Lines of data
**********

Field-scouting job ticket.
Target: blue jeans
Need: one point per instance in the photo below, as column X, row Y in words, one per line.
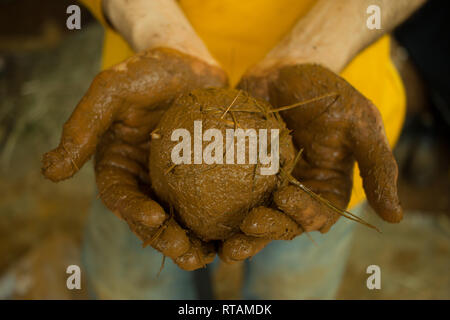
column 119, row 268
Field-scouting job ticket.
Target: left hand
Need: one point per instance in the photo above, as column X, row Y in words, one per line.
column 333, row 131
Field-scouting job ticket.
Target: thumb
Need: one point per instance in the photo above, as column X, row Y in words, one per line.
column 90, row 119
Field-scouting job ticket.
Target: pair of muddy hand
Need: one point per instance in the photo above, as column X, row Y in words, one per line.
column 123, row 105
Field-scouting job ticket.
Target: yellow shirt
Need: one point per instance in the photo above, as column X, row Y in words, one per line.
column 239, row 33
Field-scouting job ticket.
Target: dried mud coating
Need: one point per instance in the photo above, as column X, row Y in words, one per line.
column 333, row 132
column 212, row 200
column 115, row 119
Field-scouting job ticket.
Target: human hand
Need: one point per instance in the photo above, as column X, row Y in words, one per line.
column 115, row 119
column 334, row 125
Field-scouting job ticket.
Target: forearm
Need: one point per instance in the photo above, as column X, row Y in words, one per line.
column 147, row 24
column 333, row 32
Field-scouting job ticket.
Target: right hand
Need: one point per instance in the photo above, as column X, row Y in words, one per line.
column 115, row 119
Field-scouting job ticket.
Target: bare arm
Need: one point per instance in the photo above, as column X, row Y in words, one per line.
column 147, row 24
column 333, row 32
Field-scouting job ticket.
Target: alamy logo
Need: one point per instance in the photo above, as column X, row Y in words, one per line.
column 74, row 20
column 214, row 151
column 374, row 281
column 374, row 20
column 74, row 280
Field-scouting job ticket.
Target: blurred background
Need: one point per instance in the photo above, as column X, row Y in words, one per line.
column 46, row 68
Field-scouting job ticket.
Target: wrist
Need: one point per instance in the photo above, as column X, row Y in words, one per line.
column 151, row 24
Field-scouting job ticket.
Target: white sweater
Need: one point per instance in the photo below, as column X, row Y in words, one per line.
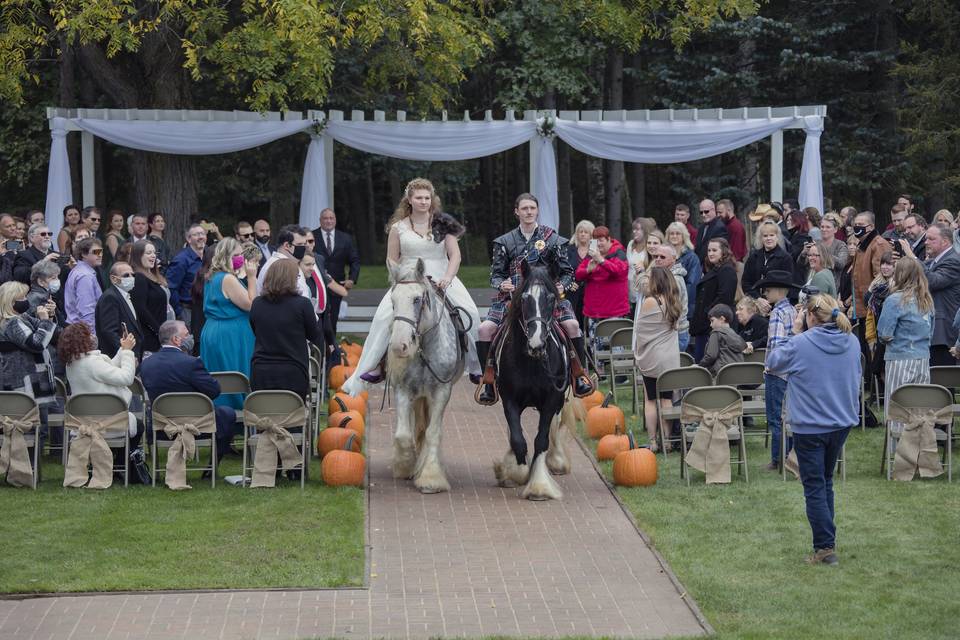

**********

AIM OF THE EXERCISE
Pick out each line above that contains the word "hand", treating uppercase and lowercase letters as different.

COMPLETE RESPONSE
Target: left hand
Target: pair of muddy hand
Target: human hand
Target: right hand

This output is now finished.